Each of the records that follow needs an exact reproduction.

(Records contained in a dataset)
-- Opening Marker --
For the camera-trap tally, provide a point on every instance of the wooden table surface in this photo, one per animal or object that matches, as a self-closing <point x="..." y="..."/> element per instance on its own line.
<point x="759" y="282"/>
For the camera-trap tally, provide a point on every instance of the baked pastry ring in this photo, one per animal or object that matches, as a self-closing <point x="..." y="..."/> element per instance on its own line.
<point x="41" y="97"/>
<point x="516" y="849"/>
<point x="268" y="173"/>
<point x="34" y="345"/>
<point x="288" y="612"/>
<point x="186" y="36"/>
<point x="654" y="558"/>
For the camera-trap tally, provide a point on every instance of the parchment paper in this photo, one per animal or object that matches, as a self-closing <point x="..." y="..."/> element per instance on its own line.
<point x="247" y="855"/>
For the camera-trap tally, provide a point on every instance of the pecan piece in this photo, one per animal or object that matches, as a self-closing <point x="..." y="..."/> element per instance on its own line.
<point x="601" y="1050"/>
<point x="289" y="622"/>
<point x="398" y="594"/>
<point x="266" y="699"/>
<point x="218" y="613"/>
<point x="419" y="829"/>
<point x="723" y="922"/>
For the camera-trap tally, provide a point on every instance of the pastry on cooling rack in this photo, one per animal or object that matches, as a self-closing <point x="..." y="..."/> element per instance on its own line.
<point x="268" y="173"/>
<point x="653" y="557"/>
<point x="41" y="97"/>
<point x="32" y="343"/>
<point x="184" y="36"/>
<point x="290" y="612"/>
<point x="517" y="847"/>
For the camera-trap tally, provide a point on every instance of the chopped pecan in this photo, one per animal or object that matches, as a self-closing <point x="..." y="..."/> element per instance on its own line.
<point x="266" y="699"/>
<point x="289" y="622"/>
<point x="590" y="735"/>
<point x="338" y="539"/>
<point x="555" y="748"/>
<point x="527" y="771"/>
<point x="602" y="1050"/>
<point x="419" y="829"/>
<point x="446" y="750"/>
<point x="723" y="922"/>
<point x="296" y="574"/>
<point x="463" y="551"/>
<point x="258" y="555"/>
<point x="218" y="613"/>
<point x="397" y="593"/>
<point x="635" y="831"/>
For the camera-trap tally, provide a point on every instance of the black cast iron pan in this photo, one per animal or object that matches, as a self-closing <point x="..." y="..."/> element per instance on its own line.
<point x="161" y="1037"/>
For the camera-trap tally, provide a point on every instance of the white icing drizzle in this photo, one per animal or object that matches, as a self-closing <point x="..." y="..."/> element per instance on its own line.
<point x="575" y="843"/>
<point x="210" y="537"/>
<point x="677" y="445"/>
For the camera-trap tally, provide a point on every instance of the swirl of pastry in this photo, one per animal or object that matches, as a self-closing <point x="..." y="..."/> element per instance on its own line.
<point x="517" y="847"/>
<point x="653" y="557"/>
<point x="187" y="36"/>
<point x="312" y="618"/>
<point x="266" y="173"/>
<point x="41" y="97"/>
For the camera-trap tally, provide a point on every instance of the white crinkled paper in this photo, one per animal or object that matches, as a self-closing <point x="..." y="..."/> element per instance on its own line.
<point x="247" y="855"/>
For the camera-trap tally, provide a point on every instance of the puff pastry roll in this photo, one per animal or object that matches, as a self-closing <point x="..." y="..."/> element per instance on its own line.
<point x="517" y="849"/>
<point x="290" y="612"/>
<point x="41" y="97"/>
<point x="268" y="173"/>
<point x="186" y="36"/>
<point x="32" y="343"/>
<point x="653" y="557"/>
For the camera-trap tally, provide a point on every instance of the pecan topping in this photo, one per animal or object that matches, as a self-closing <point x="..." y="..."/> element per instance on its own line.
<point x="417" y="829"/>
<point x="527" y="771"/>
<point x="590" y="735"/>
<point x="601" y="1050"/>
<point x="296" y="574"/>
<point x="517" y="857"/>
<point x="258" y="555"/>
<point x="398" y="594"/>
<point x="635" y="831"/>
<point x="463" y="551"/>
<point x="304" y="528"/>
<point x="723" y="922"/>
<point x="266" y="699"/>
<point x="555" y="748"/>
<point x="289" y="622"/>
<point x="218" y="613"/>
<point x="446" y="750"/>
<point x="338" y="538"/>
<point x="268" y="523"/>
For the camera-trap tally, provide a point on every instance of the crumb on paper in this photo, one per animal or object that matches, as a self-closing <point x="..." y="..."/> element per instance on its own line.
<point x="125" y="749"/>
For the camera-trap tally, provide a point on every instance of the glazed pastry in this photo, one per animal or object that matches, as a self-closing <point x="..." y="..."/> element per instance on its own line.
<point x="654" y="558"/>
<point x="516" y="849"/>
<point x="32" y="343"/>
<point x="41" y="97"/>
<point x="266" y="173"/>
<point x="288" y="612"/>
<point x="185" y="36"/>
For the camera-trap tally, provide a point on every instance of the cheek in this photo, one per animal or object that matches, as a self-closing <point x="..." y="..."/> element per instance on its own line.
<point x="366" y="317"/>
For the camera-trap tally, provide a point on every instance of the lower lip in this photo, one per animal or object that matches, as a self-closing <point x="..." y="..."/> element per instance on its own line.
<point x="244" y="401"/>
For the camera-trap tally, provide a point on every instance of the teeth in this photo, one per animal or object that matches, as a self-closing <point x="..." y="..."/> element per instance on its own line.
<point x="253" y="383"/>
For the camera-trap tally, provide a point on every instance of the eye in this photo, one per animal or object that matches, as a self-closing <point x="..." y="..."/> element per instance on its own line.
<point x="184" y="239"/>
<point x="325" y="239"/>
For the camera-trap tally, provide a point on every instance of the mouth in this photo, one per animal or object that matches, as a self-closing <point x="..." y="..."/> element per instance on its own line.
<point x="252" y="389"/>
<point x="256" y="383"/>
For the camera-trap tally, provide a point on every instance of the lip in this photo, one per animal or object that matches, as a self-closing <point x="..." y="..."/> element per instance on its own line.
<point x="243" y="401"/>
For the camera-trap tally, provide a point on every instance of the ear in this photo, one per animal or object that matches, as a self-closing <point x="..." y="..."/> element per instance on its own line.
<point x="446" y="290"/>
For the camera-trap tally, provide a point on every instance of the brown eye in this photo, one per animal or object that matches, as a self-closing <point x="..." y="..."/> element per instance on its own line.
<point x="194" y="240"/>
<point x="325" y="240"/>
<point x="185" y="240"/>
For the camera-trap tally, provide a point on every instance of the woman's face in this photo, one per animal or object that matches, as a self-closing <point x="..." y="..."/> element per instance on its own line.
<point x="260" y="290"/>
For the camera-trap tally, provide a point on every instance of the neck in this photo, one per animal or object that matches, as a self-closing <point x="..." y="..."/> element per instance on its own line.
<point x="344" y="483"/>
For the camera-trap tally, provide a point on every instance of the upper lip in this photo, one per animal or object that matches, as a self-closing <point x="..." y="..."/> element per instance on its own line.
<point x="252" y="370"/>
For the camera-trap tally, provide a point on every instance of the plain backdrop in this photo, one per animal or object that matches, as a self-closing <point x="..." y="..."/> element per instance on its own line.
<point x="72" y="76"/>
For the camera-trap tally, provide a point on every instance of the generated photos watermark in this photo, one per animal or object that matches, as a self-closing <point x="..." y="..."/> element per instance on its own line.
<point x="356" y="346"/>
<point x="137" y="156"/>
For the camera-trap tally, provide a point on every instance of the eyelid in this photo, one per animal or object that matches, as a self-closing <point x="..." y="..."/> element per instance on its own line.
-- Closing Marker --
§ **Answer for this exercise**
For the camera-trap tally, provide a point on every instance of the wooden table surface in this photo, one per animal or object that matches, as a self-closing <point x="..." y="..."/> element per instance on its own line.
<point x="759" y="282"/>
For the camera-trap tally, provide a point on every instance of the baked pastry ring in this photo, one per animal or object that matches, as a self-closing <point x="..." y="..."/> element per instance on its own line.
<point x="41" y="97"/>
<point x="516" y="849"/>
<point x="268" y="173"/>
<point x="34" y="345"/>
<point x="288" y="612"/>
<point x="186" y="36"/>
<point x="654" y="558"/>
For the camera-trap tally, provide a point on every instance of the parchment paper in this photo, one per animal or object that matches, as a self-closing <point x="..." y="..."/> element per instance on its own line.
<point x="247" y="855"/>
For the camera-trap tally, provide a point on every instance of the pecan piece in this photo, one per animal or object that matches, as a self-closing <point x="..." y="..."/> element per instance on its own line.
<point x="601" y="1050"/>
<point x="289" y="622"/>
<point x="398" y="594"/>
<point x="266" y="699"/>
<point x="218" y="613"/>
<point x="419" y="829"/>
<point x="723" y="922"/>
For the camera-trap tally, provide a point on every instance of the pastry on cooling rack in this photo, one per animal or object that matches, as a self-closing <point x="..." y="..."/> element per instance on its own line.
<point x="268" y="173"/>
<point x="653" y="557"/>
<point x="41" y="97"/>
<point x="32" y="343"/>
<point x="184" y="36"/>
<point x="290" y="612"/>
<point x="517" y="847"/>
For the camera-trap tally, provide a point on every instance of the chopped pecan in this photo, one per animal or object that matches, as a self-closing <point x="..." y="..."/> element per instance on its own line.
<point x="266" y="699"/>
<point x="289" y="622"/>
<point x="590" y="735"/>
<point x="338" y="539"/>
<point x="555" y="748"/>
<point x="527" y="771"/>
<point x="602" y="1050"/>
<point x="419" y="829"/>
<point x="446" y="750"/>
<point x="723" y="922"/>
<point x="296" y="574"/>
<point x="463" y="551"/>
<point x="258" y="555"/>
<point x="218" y="613"/>
<point x="397" y="593"/>
<point x="635" y="831"/>
For the camera-trap tally, provide a point on every instance of the black cast iron pan in this photo, one per animal or object that matches, as a self-closing <point x="..." y="..."/> element per instance on its own line.
<point x="161" y="1037"/>
For the camera-trap tally, provide a point on every instance of the white icing drizzle in this photo, one per animal or object that matches, as a self-closing <point x="..." y="..."/> element per instance on its own line.
<point x="575" y="843"/>
<point x="210" y="537"/>
<point x="677" y="445"/>
For the camera-trap tally, provide a point on every instance of the swirl of pastry in this photo, one per animal or object that matches, as a self-closing <point x="..." y="..."/> element per instance on its own line.
<point x="517" y="847"/>
<point x="653" y="557"/>
<point x="187" y="36"/>
<point x="312" y="618"/>
<point x="266" y="173"/>
<point x="41" y="97"/>
For the camera-trap tally, provide a point on every instance of the white crinkled paper in this photo, one per animal or object that matches, as a self-closing <point x="..." y="..."/> element per instance on its own line.
<point x="247" y="855"/>
For the camera-trap tally, provide a point on every instance of the puff pastry roll in this photo, one per animal or object that matches, as a self-closing <point x="..." y="..."/> element per instance on its own line.
<point x="517" y="849"/>
<point x="290" y="612"/>
<point x="41" y="97"/>
<point x="268" y="173"/>
<point x="186" y="36"/>
<point x="32" y="343"/>
<point x="653" y="557"/>
For the camera-trap tally, provide a point on every instance of the pecan topping in this photo, one per animal or object that matches, as a self-closing <point x="..." y="..."/> element per instance on its own line.
<point x="417" y="829"/>
<point x="527" y="771"/>
<point x="590" y="735"/>
<point x="601" y="1050"/>
<point x="296" y="574"/>
<point x="517" y="857"/>
<point x="258" y="555"/>
<point x="398" y="594"/>
<point x="635" y="831"/>
<point x="463" y="551"/>
<point x="304" y="528"/>
<point x="723" y="922"/>
<point x="266" y="699"/>
<point x="555" y="748"/>
<point x="289" y="622"/>
<point x="218" y="613"/>
<point x="446" y="750"/>
<point x="338" y="538"/>
<point x="268" y="523"/>
For the camera-trap tally, provide a point on every instance of the crumb on paper in this photo, one per animal or object that matches, as a self-closing <point x="..." y="..."/> element per instance on its own line.
<point x="125" y="749"/>
For the camera-trap tally, provide a point on every instance of the glazed pastry in this photo, one per animal or object that matches, as a self-closing <point x="..." y="..."/> element per instance on its own line.
<point x="654" y="558"/>
<point x="516" y="849"/>
<point x="32" y="343"/>
<point x="41" y="97"/>
<point x="266" y="173"/>
<point x="288" y="612"/>
<point x="185" y="36"/>
For the camera-trap tally, provide a point on every instance of the cheek in this photo, one per animal or object that matches, as a self-closing <point x="..." y="..."/> element per instance on its own line.
<point x="366" y="317"/>
For the camera-trap tally, provide a point on every instance of the lower lip in this photo, one per animal or object that matches, as a self-closing <point x="..." y="..."/> element per instance on its own line.
<point x="244" y="401"/>
For the camera-trap tally, provide a point on every instance of the teeth in this photo, one per animal or object that matches, as a self-closing <point x="..." y="..."/> element per instance on its own line.
<point x="253" y="383"/>
For the camera-trap tally, provide a point on every instance of the eye in this photo, one per animal or object that matches, as a self-closing <point x="..." y="..."/> element per instance on its own line.
<point x="184" y="239"/>
<point x="325" y="239"/>
For the camera-trap tally, provide a point on every instance of the mouth in this photo, one per animal or object that matches, as a self-closing <point x="..." y="..."/> element per instance on its own line.
<point x="252" y="389"/>
<point x="256" y="383"/>
For the camera-trap tally, provide a point on every instance of the lip in this photo, one per animal or object that matches, as a self-closing <point x="..." y="..."/> element per instance on its own line.
<point x="243" y="401"/>
For the camera-trap tally, provide a point on every instance of the ear in this photo, one per animal or object that matches, as a self-closing <point x="..." y="..."/> element per instance on its own line.
<point x="446" y="290"/>
For the camera-trap tally, provide a point on every instance of the brown eye in this photo, one per animal or object that matches, as a self-closing <point x="..." y="..."/> element per instance on its own line.
<point x="194" y="240"/>
<point x="325" y="240"/>
<point x="185" y="240"/>
For the camera-trap tally, provide a point on every instance of the woman's face in this photo, one per animal or object that matches, as a self-closing <point x="..." y="..."/> element per instance on its own line.
<point x="260" y="290"/>
For the camera-trap tally, provide a point on every instance of the neck in this photo, one per animal or object that matches, as a self-closing <point x="..." y="..."/> element per instance on its own line.
<point x="344" y="483"/>
For the camera-trap tally, provide a point on every instance of the upper lip in this photo, one per animal or object that matches, as a self-closing <point x="..." y="..."/> element per instance on its own line.
<point x="252" y="370"/>
For the camera-trap tally, provide a point on every instance of the plain backdrop in this photo, one per animal or object that matches, as a self-closing <point x="..." y="..."/> element per instance on its own line.
<point x="72" y="76"/>
For the camera-trap tally, provide a point on every instance of the generated photos watermark in this photo, one per animal or object that matches, as a self-closing <point x="..." y="..."/> element per instance on its own line.
<point x="356" y="346"/>
<point x="137" y="156"/>
For the camera-trap tally, provide a point on every instance of the eyelid in this photo, one per animal or object that matches, as a self-closing <point x="..." y="..."/> element per instance on its own line.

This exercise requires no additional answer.